Could you continue the piece below about venison from the Rock Creek Park deer cull going to D.C. Central Kitchen, picking up after its last sentence?

Given text:
★ ★ ★

The white-tailed deer killed in the National Park Service’s recent population-control cull in Rock Creek Park will soon become a ground venison ragu atop whole wheat rotini baked with mozzarella cheese.
The National Park Service donated 600 pounds of venison to D.C. Central Kitchen, which will use the meat for its hot ready-to-eat meals distributed to homeless shelters throughout the city. DCCK Procurement Manager Stephen Kendall says the deer will provide 2,500 meals in one day. The venison pasta dish is scheduled to be on the menu early next week.
Kendall says the meal recipients will know that they’re eating venison, although they likely won’t know its controversial back story. The partner agencies serve the meals.
To assure that it’s safe to eat, the National Park Service tested the meat for chronic wasting disease, a neurological disease fatal to deer but not known to be transmitted to humans. DCCK receives the meat ground via a USDA-approved processor. “It looks just like ground beef,” Kendall says. “That’s the easiest form for us to use it in.”

★ ★ ★

Provided material:
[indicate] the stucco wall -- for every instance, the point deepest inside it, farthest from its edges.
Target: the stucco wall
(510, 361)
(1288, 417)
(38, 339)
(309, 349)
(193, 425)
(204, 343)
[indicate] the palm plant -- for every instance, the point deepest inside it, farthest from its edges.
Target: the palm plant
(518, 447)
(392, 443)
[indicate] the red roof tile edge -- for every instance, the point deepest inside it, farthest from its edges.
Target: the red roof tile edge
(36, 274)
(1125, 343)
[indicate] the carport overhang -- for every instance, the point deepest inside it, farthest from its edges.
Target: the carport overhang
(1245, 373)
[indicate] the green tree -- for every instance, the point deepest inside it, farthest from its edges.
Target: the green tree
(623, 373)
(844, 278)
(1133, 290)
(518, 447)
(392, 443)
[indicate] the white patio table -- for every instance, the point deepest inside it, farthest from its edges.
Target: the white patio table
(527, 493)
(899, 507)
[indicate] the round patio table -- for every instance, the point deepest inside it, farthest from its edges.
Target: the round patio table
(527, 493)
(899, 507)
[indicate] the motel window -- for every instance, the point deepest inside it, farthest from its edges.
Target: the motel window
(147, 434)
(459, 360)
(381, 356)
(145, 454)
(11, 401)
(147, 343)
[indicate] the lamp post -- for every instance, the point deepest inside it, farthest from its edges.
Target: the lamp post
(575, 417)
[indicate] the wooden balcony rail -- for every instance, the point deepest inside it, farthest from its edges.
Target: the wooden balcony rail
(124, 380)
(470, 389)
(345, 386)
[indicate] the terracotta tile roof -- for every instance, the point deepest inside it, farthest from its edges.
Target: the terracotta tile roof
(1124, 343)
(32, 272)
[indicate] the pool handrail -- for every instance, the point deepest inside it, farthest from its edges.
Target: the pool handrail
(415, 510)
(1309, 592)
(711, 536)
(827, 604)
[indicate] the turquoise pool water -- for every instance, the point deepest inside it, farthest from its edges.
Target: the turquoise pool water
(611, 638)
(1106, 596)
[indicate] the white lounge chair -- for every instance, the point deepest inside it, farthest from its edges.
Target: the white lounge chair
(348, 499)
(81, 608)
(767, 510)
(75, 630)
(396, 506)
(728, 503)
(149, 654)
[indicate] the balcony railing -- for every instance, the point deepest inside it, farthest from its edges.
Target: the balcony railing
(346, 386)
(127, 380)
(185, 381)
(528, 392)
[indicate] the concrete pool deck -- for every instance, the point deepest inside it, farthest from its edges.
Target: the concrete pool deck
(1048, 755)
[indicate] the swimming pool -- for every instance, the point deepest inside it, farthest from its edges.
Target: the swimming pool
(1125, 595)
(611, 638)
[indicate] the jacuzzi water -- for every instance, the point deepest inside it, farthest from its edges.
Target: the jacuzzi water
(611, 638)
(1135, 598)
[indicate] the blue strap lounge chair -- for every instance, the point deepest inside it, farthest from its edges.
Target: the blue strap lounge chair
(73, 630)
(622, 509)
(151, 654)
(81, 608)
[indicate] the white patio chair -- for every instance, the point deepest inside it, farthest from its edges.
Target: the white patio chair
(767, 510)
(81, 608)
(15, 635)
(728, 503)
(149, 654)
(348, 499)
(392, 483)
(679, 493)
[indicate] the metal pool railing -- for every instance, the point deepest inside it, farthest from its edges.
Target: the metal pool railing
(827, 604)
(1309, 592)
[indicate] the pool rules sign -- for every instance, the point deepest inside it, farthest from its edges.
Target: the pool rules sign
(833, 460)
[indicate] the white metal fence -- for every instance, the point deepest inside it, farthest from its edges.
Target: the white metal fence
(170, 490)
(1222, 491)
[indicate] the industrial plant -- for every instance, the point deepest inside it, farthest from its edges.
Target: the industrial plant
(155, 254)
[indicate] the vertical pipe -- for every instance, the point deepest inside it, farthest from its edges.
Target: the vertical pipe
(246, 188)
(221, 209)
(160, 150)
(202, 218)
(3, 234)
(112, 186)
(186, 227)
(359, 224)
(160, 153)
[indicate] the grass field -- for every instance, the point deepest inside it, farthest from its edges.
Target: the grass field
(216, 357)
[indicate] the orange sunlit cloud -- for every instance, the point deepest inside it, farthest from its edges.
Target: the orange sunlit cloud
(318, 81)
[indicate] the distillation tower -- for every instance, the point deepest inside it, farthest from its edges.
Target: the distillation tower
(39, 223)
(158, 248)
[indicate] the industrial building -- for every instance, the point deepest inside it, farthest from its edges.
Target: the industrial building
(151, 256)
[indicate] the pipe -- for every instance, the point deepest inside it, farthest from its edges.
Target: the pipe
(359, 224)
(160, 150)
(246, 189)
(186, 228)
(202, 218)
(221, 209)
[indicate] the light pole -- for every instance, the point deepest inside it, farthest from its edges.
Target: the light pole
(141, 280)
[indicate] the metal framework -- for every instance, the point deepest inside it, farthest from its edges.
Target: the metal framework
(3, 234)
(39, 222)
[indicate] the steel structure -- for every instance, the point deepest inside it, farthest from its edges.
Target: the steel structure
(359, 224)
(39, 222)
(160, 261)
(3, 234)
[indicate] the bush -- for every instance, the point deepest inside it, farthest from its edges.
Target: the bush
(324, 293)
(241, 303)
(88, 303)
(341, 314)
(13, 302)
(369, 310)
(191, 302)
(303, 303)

★ ★ ★

Result for this exercise:
This isn’t the first time DCCK has received a venison donation. It also gets deer meat from an organization called Farmers and Hunters Feeding the Hungry, which raises funds to process meat that recreational hunters don’t keep. Typically, DCCK gets 5,000 pounds of venison each season.
“We love to receive it,” Kendall says. “It’s a good lean protein.”
CORRECTION: Due to a reporting error, this story previously stated that DCCK typically gets 500 pounds of venison each season. We missed a zero: it’s 5,000. Also, DCCK doesn’t work with another food service contractor to serve the meals; the partner agencies (i.e. shelters) serve the meals.